### SHORT EXERCISE 1
According to the HSSF passage, how does Excel store all dates internally?
### SHORT EXERCISE 2
Reproduce the HSSF passage word for word, starting at "Therefore, for a" and ending at "from a servlet.".

### TEXT SECTION
+ + + +

Handle dates carefully while using HSSF. Excel stores all dates as numbers, internally. The only way to distinguish a date is by the formatting of the cell. (If you have ever formatted a cell containing a date in Excel, you will know what I mean.)
Therefore, for a cell containing a date, cell.getCellType()
will return HSSFCell.CELL_TYPE_NUMERIC. However, you can use a
utility function, HSSFDateUtil.isCellDateFormatted(cell), to check
if the cell can be a date. This function checks the format against a few
internal formats to decide the issue, but by its very nature it is prone to false
negatives.
Appendix 1 contains a complete example of using HSSF to create and return a workbook from a servlet.
Example 1 reads in an Excel spreadsheet and converts it to comma-separated values.
Writing XLS files is even simpler. Create a new instance of
HSSFWorkbook. At some point, you'll need to create an
outputstream to write out the file to disk; however,
this can be done at the end.

+ + + +

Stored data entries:
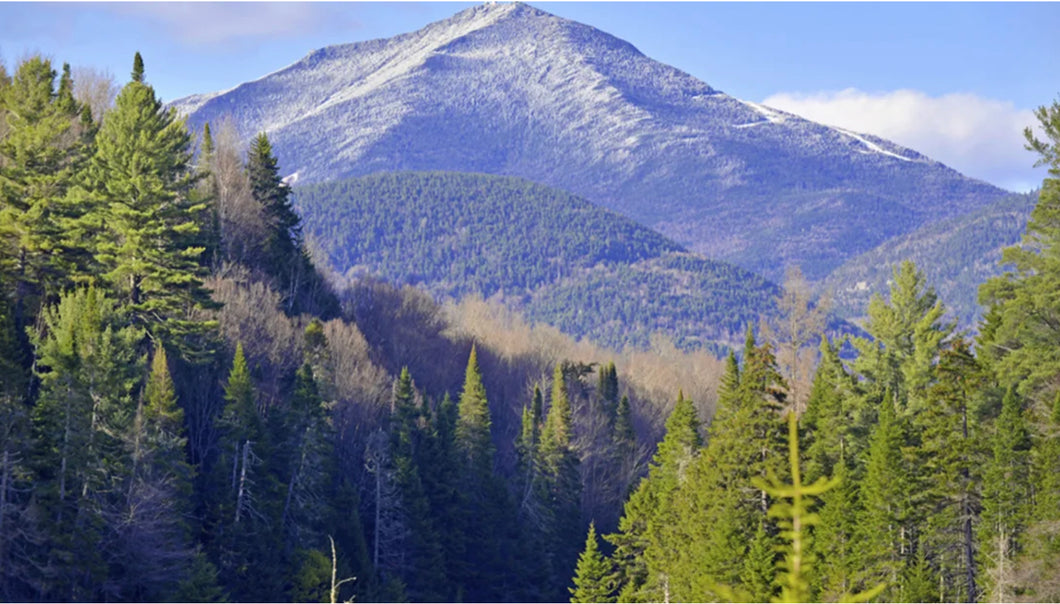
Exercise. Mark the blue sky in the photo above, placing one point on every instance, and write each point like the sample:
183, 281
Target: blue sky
954, 81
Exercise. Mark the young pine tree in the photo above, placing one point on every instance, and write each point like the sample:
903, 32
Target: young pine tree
593, 575
141, 181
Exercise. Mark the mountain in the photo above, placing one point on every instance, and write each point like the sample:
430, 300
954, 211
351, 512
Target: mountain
956, 255
552, 256
509, 89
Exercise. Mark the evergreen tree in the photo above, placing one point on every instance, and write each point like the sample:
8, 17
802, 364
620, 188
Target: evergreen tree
835, 424
722, 510
473, 425
593, 574
907, 336
886, 525
88, 370
40, 156
949, 472
1023, 322
16, 445
424, 578
563, 483
153, 552
607, 386
836, 542
1006, 498
141, 180
624, 437
640, 546
285, 256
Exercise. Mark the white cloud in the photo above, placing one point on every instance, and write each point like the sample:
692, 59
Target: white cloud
982, 138
224, 22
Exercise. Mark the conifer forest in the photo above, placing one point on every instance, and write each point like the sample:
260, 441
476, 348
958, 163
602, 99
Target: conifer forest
193, 407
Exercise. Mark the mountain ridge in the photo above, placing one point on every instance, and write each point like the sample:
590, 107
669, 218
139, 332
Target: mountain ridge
512, 90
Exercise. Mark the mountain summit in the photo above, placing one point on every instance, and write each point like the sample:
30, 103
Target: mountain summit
509, 89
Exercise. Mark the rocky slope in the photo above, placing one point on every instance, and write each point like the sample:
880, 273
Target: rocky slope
510, 89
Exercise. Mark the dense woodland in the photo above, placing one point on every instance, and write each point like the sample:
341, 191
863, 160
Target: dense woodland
191, 411
554, 258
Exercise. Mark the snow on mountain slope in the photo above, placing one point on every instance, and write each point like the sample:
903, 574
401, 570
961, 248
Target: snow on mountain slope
512, 90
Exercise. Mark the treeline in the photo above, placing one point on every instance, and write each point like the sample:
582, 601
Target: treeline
956, 255
934, 457
552, 256
188, 411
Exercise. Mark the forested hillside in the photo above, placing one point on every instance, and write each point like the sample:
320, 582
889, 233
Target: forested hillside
510, 89
956, 255
557, 259
190, 411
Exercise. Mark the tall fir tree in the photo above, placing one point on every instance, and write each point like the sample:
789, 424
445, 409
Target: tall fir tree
1007, 494
593, 575
640, 546
41, 155
88, 370
141, 180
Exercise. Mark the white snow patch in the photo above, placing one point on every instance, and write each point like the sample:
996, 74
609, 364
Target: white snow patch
872, 146
771, 114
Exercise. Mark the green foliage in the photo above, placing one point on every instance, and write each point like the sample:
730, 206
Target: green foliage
555, 258
140, 182
41, 153
473, 425
593, 574
1006, 498
956, 254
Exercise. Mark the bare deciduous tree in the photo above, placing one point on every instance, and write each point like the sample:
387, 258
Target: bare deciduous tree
95, 88
798, 324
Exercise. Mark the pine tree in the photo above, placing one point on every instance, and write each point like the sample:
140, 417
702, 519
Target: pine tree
285, 258
886, 529
1006, 498
562, 482
40, 156
473, 425
141, 180
153, 552
593, 574
640, 545
89, 370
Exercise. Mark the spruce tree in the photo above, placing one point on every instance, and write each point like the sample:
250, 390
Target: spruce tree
424, 578
40, 156
285, 256
562, 482
141, 180
89, 370
948, 468
1007, 494
153, 553
886, 529
640, 545
722, 511
473, 425
593, 574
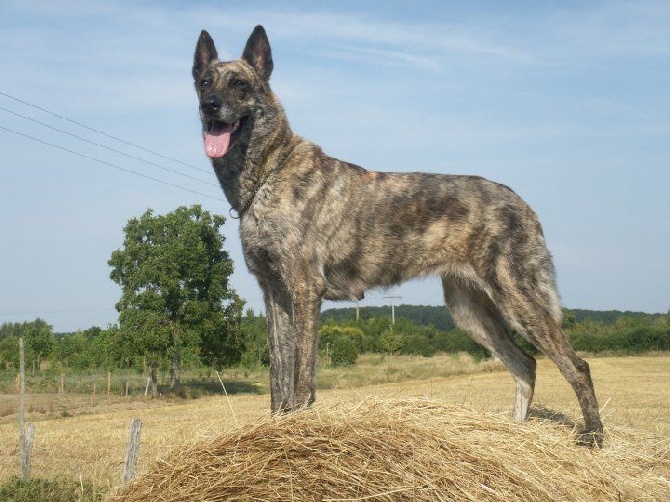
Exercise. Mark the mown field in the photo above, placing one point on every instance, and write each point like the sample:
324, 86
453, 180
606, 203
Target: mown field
86, 443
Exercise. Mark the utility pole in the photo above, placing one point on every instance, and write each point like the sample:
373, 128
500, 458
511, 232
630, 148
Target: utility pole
393, 298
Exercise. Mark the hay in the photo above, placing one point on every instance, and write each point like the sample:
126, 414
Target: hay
417, 450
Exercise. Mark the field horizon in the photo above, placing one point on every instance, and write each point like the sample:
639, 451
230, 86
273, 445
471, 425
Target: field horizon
88, 443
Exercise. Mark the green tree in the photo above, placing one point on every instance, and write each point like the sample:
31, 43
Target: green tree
174, 273
39, 339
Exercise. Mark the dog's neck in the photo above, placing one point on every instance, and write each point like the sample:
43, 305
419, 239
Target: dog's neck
261, 150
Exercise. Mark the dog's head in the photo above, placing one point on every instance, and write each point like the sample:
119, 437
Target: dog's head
230, 93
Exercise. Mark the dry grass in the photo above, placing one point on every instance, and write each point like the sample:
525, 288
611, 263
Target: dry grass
635, 393
419, 450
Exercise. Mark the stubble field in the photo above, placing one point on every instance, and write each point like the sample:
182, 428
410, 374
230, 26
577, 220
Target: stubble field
89, 446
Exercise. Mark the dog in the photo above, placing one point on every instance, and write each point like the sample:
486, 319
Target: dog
313, 227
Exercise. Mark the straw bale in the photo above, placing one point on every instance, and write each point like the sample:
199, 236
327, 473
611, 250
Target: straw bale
418, 450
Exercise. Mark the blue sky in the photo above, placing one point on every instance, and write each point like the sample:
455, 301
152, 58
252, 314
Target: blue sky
566, 102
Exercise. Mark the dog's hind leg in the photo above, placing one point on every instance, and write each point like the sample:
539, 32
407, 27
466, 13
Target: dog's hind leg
532, 317
281, 340
474, 312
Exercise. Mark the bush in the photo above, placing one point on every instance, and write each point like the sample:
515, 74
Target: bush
48, 490
343, 351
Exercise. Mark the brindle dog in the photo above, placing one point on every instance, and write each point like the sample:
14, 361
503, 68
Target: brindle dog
313, 227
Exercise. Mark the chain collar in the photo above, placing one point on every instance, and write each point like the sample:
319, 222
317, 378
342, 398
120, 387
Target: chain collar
257, 188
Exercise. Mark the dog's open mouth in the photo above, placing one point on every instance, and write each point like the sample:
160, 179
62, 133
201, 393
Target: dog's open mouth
219, 137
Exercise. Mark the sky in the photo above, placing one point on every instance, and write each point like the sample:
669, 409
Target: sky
567, 102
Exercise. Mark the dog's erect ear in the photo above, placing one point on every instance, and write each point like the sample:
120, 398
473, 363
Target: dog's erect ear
258, 54
205, 53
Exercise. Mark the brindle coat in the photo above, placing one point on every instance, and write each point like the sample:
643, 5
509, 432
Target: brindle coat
313, 227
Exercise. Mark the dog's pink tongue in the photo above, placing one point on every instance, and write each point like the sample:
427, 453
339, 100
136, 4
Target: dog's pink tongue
217, 140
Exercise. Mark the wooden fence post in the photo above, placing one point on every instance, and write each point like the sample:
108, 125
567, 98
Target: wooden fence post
133, 451
26, 434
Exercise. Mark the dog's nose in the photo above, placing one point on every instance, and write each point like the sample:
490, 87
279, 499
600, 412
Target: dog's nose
211, 104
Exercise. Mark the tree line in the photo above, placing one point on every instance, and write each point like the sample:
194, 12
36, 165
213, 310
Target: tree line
342, 339
177, 310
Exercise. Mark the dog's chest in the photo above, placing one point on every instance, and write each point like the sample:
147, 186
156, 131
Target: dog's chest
261, 244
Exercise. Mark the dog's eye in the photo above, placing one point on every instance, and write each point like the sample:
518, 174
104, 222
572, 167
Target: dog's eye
239, 83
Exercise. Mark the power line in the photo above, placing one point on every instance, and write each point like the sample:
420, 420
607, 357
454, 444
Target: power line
109, 148
104, 162
97, 131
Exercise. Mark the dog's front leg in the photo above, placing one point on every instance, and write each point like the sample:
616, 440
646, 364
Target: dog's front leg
281, 338
306, 310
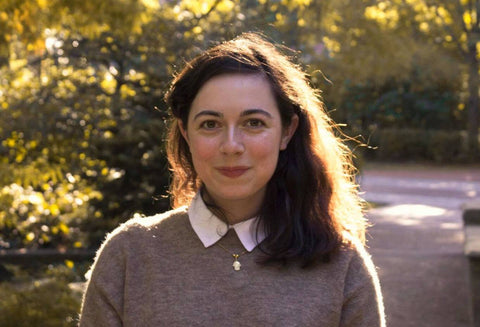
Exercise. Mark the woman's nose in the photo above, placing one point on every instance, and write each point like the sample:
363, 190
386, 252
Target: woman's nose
232, 142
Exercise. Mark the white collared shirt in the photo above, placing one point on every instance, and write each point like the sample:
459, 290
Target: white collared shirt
210, 229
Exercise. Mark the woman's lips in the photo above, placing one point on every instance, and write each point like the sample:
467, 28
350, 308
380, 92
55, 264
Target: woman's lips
232, 172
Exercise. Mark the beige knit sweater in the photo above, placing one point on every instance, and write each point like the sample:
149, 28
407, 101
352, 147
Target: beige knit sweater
155, 272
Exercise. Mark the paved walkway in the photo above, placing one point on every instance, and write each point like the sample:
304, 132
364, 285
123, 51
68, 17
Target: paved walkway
417, 242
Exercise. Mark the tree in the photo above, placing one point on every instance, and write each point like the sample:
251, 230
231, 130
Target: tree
450, 27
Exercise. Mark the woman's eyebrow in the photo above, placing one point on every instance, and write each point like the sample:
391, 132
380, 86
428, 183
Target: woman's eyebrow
208, 113
256, 111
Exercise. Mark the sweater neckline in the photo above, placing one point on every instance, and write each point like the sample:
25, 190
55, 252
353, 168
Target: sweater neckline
210, 229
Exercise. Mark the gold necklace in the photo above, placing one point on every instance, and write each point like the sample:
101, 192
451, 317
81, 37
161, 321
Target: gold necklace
236, 264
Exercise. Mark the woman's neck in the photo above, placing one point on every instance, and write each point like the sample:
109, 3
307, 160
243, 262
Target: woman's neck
234, 211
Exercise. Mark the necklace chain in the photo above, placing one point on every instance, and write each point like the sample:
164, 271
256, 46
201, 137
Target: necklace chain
236, 264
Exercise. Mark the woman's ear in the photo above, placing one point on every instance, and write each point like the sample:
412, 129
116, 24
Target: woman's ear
183, 131
288, 132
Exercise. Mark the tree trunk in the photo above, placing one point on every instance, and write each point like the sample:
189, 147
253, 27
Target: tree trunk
473, 98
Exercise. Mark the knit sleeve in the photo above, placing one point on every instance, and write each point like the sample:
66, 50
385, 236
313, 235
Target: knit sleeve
363, 302
103, 299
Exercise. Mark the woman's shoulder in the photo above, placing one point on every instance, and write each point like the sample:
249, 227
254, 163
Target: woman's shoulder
149, 224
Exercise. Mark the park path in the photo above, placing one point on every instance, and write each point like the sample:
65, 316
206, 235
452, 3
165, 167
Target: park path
416, 241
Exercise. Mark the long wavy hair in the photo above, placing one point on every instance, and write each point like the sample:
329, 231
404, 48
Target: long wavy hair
311, 200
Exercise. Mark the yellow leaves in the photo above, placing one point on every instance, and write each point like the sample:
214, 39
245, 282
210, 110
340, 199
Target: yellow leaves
42, 4
467, 18
30, 237
54, 209
385, 17
424, 27
151, 4
108, 84
63, 228
332, 45
126, 91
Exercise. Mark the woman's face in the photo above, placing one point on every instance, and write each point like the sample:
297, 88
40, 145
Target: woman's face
235, 134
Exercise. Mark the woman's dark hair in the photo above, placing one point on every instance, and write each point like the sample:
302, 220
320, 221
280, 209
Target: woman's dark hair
311, 200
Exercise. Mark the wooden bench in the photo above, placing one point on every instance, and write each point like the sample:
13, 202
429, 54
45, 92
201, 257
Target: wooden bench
471, 221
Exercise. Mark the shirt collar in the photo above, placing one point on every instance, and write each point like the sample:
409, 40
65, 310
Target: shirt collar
210, 229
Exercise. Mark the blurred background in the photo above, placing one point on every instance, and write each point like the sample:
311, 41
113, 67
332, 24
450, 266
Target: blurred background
82, 117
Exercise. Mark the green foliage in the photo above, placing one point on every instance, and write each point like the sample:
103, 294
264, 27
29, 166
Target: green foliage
47, 301
403, 145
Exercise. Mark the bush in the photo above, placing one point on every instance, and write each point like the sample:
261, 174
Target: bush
40, 298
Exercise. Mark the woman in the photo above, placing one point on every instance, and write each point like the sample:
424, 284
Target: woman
268, 228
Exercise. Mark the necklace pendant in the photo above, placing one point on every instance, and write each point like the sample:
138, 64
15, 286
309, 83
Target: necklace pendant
236, 265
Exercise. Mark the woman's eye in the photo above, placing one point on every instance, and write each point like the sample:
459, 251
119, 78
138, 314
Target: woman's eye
256, 123
209, 124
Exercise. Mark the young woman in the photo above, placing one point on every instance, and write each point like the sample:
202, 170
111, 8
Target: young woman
267, 228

+ + + +

### OUTPUT 1
As numbers.

### OUTPUT 2
Therefore, for a cell containing a date, cell.getCellType()
will return HSSFCell.CELL_TYPE_NUMERIC. However, you can use a
utility function, HSSFDateUtil.isCellDateFormatted(cell), to check
if the cell can be a date. This function checks the format against a few
internal formats to decide the issue, but by its very nature it is prone to false
negatives.
Appendix 1 contains a complete example of using HSSF to create and return a workbook from a servlet.